▶ _INSTRUCTION_: Your task is to return the line containing "the yellow flower" plus every line after it, exactly and with nothing added.

* start PROVIDED ENTRIES *

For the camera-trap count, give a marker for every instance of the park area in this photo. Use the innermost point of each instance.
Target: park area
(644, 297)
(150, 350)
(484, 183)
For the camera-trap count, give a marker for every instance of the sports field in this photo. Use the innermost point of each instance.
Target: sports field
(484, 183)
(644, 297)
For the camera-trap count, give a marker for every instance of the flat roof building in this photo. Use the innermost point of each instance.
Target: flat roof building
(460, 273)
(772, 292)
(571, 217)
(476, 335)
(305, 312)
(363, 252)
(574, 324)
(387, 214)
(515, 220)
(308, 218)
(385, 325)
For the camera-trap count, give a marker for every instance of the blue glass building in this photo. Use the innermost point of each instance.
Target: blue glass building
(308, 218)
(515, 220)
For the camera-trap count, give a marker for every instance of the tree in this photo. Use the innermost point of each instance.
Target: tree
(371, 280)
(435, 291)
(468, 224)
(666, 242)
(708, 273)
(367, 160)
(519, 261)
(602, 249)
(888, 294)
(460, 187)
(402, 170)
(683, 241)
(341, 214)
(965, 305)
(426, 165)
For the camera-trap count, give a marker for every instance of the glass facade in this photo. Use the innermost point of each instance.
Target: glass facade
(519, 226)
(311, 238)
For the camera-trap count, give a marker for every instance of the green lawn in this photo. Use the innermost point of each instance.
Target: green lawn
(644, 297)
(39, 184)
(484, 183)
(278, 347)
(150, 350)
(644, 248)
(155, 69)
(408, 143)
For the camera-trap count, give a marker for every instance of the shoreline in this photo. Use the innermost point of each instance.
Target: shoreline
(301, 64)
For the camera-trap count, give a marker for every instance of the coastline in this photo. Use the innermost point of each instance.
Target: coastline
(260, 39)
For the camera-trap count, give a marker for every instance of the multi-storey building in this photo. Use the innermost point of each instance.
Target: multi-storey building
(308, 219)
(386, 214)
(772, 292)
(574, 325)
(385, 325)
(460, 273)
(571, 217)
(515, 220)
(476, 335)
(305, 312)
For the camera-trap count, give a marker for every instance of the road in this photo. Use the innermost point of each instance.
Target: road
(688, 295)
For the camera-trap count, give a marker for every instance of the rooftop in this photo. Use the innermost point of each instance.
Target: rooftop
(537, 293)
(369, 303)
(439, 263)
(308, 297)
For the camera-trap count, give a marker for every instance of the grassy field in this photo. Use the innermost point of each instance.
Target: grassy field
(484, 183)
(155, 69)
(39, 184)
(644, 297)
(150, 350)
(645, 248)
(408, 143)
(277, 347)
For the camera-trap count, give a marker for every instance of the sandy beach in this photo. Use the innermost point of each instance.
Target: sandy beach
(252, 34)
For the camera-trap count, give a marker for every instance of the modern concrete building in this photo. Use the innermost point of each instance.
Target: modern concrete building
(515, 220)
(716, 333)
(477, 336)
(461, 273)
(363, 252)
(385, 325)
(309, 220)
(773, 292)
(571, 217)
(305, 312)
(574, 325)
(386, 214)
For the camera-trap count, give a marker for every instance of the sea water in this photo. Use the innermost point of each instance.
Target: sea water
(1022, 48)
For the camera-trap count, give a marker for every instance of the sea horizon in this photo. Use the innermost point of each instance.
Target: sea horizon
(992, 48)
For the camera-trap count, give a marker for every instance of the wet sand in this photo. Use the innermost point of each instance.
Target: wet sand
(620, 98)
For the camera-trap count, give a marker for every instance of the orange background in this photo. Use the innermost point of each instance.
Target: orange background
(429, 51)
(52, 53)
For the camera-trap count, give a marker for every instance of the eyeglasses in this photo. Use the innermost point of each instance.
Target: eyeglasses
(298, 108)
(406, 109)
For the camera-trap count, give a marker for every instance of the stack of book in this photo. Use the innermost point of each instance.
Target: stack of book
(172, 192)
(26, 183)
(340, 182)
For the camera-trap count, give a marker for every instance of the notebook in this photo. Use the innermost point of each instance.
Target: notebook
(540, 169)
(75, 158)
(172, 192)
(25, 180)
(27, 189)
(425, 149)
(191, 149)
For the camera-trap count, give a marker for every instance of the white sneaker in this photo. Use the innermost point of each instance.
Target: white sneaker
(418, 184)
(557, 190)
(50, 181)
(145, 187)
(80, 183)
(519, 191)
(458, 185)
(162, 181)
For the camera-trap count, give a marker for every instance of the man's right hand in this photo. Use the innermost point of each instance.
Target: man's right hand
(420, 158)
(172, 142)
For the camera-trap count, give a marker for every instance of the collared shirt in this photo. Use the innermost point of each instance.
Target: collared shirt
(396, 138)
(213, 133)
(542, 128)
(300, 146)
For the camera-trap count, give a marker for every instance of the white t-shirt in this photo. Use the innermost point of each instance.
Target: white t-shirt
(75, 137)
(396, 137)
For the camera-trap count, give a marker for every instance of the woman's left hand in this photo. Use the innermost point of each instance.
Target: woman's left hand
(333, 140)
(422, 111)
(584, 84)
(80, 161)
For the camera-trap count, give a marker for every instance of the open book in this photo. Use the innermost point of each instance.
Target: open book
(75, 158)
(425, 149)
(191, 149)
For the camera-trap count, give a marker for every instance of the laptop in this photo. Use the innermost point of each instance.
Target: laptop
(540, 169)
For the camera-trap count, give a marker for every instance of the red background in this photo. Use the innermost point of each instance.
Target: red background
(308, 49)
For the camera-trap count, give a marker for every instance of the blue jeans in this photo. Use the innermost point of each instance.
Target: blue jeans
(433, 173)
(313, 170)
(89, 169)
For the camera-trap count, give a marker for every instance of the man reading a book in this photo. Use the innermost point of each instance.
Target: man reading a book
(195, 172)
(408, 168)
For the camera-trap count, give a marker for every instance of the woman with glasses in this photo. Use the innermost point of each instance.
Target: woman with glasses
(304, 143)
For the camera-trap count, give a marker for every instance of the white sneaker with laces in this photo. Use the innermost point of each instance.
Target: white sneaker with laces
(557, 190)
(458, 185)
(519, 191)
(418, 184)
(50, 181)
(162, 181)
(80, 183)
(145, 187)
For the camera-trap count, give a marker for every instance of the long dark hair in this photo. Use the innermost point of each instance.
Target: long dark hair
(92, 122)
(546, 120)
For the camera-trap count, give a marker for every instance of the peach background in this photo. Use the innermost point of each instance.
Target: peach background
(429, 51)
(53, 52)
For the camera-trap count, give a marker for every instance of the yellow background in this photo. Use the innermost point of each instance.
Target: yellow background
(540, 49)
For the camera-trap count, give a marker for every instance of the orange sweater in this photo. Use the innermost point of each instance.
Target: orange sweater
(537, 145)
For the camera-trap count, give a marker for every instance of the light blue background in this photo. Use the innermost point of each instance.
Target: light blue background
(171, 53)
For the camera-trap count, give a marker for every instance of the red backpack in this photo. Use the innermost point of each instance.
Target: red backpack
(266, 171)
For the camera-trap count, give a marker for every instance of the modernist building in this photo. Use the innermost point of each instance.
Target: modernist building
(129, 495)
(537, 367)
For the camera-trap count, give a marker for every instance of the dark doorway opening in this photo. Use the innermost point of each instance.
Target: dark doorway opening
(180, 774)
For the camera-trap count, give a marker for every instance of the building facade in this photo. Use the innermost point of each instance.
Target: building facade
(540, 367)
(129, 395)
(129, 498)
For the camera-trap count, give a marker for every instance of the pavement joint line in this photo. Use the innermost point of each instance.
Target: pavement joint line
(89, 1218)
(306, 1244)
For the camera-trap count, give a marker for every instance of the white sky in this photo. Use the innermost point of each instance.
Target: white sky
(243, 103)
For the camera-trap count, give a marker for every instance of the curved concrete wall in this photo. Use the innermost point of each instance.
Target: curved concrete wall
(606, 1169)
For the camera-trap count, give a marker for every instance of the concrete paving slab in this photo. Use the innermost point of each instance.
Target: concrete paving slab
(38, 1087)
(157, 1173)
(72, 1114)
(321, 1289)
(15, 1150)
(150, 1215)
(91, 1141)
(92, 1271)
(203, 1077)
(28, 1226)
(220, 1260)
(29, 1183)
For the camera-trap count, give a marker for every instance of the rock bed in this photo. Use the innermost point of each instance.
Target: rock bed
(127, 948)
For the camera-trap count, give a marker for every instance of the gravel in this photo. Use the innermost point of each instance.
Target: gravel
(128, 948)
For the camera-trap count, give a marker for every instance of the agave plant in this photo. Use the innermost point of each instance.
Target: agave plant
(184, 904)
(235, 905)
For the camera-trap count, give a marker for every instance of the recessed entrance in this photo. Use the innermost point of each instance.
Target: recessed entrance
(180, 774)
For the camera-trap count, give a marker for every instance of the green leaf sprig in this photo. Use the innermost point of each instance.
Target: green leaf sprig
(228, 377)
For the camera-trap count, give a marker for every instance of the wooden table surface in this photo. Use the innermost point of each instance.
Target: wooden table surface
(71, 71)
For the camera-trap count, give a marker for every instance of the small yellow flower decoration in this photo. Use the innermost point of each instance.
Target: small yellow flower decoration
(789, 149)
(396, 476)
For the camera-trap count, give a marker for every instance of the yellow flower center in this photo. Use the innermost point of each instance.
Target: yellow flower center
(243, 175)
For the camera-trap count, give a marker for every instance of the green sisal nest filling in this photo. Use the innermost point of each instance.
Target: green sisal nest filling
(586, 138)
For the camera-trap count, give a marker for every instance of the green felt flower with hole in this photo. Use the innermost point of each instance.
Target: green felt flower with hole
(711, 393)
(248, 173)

* end PROVIDED ENTRIES *

▶ _TASK SOLUTION_:
For the camera-trap count, give a marker for every instance of the yellow flower center in this photo. Use the innermost point of each instance.
Target: yellow flower center
(243, 175)
For the camera-trap count, give a marker for every instance of the green sisal nest filling in this photo. Use the innermost point of each instance.
Target: green sisal nest filling
(586, 138)
For the camera-trap count, give a marker for every instance of the green felt flower with hole in this photo. Use the innermost point of each instance.
Target: green felt flower with hole
(711, 393)
(248, 173)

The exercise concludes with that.